## Text provided
================================
Random notes about R language

3.0. Arrays are index with 1 base. I.e. "1" index of element in array corresponds to first element. Commands are separated either by a semi-colon (‘;’), or by a newline.

3.1. R is an interpreted programming language. The language is free without any payment. And the package repository is called CRAN.

3.2. Single quotes and double quotes are similar and are used for store strings.

3.3. All variables from console goto it's environment (scope in terminology of C/C++)

3.4. Vectorization is the main concept in language

3.5. Scalar is vector with size (1)

3.6. package - module of extensions.

Packages are stored in CRAN, and installed packages can be observed by installed.packages()

base package - packages which is included into R be default installation.

library - place on disk where packages are stored (call .libPaths() to look in this path)

library(grid) -- include package (similar to python "import")

install.packages("xts", dependencies = TRUE) -- install package with depencies

update.packages() -- update packages

sessionInfo() -- usefull function if some packages not work as need. Print version information about R, the OS and attached or loaded packages.

4. About RStudio compare to command line R:

-- There is available History of command

-- Up/Down arrow next and previous input command

-- In console in text ouput [n] say about position of the first number in total number of outputs from the command.

-- Hokeys: https://support.rstudio.com/hc/en-us/articles/200711853-Keyboard-Shortcuts

-- Help for any command can be obtained from ?CMD_NAME, e.g. ?paste

5. Fundamental datatypes in R

Vectors (one dimensional array):

Can hold numeric, character or logical values. All elements should have similar type.

There are six of them: logical, integer, numeric/double, complex, character, raw (byte sequences).
================================
## Data segment
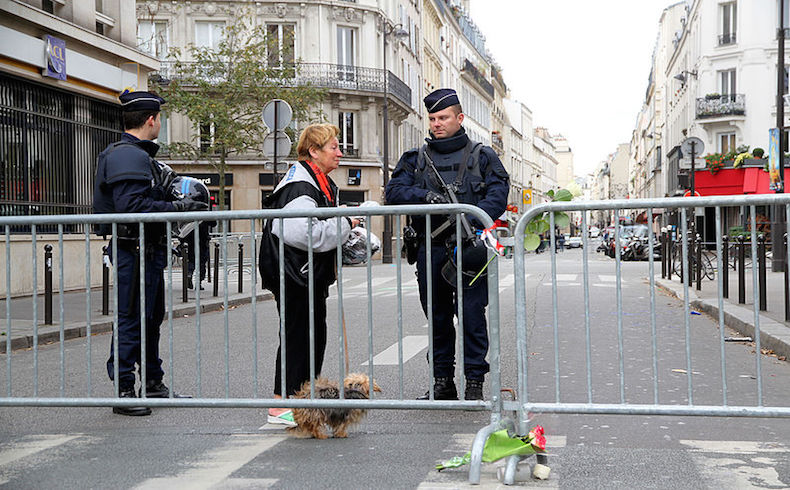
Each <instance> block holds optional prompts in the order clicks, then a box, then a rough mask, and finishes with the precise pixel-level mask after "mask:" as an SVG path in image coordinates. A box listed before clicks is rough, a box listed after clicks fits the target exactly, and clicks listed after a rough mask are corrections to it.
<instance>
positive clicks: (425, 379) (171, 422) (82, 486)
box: [0, 250, 790, 488]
================================
## Assignment A
List every vector type that the notes on the R language name.
## Assignment B
Continue the notes on the R language from their last line.

## Expected output A
- logical
- integer
- numeric/double
- complex
- character
- raw (byte sequences)

## Expected output B
If construct vector from different datatype then implicit conversions will occur:

logical->integer->double->character

For explicit data conversion functions "as.integer" should be used.

If binary operation is applied by vector with different length - then shortest will be repeated such number of times to make two vectors to have similar length. (recycling rule)

Vector as also another object in R has properties which exist always like length:

x=c(1:3)

length(x)

Attributes - optional addition "things" to objects. One example is names.

x=c(1:3);

names(x) = c('a','b','c');

attr(x, "my_aatr") <- c(1,2,3) # create you own attributes via

attributes(x) # show all available attributes for object x.

x['b'] # Access element by name

x[2] # Access element by index

vec[..][..] -- extract subvector with first oprator [] construction, and then apply [] for it.

a=c(1:10)

[1] 1 2 3 4 5 6 7 8 9 10

a[2:4]

[1] 2 3 4

a[2:4][2]

[1] 3

c(2, 4, 6) # Join elements into a vector

2:10 #An integer sequence

a=c(1:10)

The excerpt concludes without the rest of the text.